• [Excerpted text]:
__________

Interactive Object Pushing Using VLMs for Scene Understanding

Thesis

Thesis Degree:

Master

Thesis Advisors:

Nils Dengler

Thesis Description:

In complex scenarios where typical pick-and-place techniques are insufficient, non-prehensile manipulation can often ensure that a robot is able to complete its task. More broadly, non-prehensile manipulation refers to moving or controlling objects without grasping, using techniques such as pushing, rolling, or sliding.

Current research focuses only on precise pushing of objects in cluttered environments [1], but assumes complete task knowledge, i.e., start position, target position, obstacle positions. In real-world scenarios, however, this information is not always sufficiently available, and the information must be approximated, e.g., from visual input. The figure above shows a scenario where the robot should push a cake towards the human to reach it. Here the human should simply ask "can you reach me the cake" and the robot has to understand the task modalities and find all relevant parts of the task in the environment. To realize this, Vision Language Models (VLM) can be used to give the robot scene understanding capabilities.

__________

• [Data shown]:
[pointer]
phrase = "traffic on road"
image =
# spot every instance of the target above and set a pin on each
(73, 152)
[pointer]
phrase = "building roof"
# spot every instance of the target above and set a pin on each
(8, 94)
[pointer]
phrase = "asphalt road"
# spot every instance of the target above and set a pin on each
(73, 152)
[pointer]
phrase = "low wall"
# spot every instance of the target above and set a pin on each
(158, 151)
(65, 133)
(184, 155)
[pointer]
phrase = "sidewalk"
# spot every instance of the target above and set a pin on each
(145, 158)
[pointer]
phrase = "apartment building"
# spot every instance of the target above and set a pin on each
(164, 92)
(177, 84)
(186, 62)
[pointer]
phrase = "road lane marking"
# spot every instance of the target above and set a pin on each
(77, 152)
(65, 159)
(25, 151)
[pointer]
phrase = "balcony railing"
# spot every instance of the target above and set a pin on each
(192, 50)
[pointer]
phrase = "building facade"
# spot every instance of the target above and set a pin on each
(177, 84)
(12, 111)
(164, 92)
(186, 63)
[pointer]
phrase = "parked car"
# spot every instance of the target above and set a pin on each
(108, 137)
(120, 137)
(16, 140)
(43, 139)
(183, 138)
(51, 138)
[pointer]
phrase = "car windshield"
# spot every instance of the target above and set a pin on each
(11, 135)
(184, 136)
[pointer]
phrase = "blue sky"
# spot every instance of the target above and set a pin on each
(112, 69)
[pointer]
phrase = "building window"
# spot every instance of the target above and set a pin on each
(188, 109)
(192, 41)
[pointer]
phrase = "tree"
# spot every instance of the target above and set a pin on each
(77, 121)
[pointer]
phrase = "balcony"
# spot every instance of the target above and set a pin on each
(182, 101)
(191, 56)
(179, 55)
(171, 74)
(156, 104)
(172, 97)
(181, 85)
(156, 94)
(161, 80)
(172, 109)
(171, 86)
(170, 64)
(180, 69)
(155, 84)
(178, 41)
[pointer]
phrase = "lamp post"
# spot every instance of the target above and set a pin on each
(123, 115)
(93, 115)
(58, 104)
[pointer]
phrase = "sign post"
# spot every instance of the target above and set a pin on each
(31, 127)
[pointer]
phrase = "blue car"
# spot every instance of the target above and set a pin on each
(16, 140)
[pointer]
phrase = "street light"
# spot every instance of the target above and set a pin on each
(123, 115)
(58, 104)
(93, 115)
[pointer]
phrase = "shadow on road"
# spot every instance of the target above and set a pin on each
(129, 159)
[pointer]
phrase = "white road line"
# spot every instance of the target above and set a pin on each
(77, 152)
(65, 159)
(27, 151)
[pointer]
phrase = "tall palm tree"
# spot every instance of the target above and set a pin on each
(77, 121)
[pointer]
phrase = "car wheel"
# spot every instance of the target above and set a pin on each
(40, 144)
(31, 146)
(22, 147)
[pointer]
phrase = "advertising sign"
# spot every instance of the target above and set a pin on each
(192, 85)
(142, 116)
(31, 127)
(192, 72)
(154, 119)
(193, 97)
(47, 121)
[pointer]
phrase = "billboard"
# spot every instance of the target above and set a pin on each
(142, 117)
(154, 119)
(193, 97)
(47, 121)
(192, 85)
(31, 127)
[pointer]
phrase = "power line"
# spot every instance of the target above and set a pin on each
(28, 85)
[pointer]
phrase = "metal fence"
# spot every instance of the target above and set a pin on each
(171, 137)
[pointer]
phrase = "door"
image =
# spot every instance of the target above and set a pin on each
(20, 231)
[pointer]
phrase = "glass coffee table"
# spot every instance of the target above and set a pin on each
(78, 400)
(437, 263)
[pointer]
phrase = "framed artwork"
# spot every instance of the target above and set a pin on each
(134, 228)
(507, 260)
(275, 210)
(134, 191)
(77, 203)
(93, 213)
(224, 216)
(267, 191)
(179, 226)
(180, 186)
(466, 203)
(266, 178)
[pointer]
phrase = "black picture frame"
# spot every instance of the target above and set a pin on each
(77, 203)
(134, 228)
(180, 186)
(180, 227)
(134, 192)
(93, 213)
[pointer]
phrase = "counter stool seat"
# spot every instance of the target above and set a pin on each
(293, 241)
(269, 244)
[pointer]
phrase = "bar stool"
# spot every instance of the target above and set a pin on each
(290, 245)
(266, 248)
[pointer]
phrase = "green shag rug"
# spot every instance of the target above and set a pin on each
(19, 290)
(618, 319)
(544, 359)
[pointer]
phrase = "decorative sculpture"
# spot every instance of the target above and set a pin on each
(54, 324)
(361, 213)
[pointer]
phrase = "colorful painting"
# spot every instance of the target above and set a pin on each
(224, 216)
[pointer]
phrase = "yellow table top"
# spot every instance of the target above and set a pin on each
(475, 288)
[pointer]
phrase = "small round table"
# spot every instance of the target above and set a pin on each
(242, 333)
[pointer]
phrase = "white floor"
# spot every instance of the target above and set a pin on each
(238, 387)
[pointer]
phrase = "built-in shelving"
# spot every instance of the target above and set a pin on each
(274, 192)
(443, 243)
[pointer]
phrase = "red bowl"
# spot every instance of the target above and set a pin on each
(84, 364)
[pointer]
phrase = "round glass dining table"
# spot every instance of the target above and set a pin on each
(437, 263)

__________

• [Required actions]:
- a) In the thesis description, what does non-prehensile manipulation refer to?
- b) Translate this sentence from the thesis description into German: "To realize this, Vision Language Models (VLM) can be used to give the robot scene understanding capabilities."

• [Outputs for the tasks]:
- a) Moving or controlling objects without grasping, using techniques such as pushing, rolling, or sliding.

- b) Um dies umzusetzen, können Vision Language Models (VLM) eingesetzt werden, um dem Roboter Fähigkeiten zum Szenenverständnis zu verleihen.